# EXERCISE
Which lines of the material below contain the word "shadow"? Report each of those lines in full.

[Start EXERCISE INPUT]

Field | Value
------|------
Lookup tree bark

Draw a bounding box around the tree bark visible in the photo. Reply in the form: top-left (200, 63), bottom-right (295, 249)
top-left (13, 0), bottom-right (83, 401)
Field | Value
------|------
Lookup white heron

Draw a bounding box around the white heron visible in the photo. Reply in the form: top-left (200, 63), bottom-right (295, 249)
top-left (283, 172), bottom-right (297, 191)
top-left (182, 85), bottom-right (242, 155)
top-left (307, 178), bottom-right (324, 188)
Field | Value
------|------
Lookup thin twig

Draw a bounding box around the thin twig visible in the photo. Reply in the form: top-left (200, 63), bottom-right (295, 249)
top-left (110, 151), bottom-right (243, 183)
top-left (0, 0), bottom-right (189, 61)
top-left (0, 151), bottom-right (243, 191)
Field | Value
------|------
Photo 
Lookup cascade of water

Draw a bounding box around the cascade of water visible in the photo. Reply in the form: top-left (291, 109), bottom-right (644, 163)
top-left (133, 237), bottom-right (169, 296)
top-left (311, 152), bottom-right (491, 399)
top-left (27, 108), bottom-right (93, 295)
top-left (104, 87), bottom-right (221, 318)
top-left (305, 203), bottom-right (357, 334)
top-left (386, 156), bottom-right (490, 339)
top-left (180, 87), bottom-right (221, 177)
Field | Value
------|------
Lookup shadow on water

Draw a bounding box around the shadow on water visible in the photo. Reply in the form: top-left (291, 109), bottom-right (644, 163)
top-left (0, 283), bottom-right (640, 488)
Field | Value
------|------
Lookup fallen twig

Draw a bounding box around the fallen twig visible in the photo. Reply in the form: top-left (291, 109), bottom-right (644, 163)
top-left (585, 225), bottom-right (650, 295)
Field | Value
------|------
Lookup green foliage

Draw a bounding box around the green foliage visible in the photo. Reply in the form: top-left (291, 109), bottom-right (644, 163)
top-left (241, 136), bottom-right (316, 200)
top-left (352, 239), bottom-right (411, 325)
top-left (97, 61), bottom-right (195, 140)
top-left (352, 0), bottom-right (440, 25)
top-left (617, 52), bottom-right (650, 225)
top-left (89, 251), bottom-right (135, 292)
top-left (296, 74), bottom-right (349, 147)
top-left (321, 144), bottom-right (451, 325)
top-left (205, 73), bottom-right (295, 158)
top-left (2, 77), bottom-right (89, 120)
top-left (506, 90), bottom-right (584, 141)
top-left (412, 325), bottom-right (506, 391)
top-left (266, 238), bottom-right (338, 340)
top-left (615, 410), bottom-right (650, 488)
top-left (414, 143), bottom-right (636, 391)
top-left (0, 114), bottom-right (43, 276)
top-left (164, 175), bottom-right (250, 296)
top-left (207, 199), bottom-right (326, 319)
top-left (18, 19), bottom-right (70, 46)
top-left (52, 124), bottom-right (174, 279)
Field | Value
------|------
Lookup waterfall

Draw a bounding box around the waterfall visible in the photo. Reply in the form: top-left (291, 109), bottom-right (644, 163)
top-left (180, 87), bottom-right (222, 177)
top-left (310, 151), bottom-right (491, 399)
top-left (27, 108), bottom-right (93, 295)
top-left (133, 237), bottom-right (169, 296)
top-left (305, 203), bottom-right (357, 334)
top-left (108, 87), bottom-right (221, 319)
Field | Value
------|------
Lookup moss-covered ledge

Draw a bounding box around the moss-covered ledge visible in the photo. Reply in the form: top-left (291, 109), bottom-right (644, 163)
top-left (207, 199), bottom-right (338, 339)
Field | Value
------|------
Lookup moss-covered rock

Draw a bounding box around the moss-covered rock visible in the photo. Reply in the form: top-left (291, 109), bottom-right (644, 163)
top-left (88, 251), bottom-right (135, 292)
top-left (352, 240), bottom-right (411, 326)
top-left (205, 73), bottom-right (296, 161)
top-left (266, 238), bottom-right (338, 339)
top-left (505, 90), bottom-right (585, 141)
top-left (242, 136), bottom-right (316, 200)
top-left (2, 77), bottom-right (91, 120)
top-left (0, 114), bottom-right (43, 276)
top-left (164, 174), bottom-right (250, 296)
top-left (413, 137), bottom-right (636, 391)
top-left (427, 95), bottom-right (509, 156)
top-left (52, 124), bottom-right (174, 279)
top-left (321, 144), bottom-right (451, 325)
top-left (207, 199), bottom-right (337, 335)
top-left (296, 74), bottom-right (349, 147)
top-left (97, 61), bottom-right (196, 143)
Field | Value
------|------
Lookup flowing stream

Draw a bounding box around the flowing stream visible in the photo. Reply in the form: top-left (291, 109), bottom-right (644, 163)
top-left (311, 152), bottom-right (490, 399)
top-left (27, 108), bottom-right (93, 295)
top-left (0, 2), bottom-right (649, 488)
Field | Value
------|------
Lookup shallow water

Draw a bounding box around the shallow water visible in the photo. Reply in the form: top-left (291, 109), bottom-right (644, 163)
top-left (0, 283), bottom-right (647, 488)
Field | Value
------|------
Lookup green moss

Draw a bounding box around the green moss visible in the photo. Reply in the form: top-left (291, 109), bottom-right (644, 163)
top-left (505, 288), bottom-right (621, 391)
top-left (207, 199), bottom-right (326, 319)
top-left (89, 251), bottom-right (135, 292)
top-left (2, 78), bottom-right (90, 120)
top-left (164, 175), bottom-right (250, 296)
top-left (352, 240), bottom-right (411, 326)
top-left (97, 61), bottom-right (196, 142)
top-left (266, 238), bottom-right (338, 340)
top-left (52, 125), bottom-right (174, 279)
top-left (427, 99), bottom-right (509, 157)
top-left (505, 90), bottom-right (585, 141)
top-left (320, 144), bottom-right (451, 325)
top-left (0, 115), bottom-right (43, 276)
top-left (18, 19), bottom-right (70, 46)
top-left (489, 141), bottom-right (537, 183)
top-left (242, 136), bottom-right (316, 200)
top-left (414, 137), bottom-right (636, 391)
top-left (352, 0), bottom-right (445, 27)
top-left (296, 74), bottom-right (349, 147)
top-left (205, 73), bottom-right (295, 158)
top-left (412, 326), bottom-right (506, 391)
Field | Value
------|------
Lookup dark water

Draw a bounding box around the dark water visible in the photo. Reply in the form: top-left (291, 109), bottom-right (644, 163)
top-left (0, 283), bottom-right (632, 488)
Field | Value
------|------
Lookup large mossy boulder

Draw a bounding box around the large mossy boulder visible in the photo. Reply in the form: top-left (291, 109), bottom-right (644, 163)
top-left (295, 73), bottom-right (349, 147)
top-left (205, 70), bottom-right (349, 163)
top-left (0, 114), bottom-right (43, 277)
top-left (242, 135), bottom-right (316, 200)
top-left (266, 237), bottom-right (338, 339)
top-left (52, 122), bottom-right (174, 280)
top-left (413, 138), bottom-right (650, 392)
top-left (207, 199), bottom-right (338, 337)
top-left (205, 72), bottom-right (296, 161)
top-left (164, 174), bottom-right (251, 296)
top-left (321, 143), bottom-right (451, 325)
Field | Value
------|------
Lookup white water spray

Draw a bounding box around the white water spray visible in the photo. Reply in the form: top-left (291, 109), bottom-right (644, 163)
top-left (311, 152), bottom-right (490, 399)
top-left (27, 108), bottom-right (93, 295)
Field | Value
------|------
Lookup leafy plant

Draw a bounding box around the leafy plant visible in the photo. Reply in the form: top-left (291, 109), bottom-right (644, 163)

[End EXERCISE INPUT]

# ANSWER FOR THIS EXERCISE
Lookup shadow on water
Draw a bounding box around the shadow on water visible in the photo. Reply in the form: top-left (291, 109), bottom-right (644, 163)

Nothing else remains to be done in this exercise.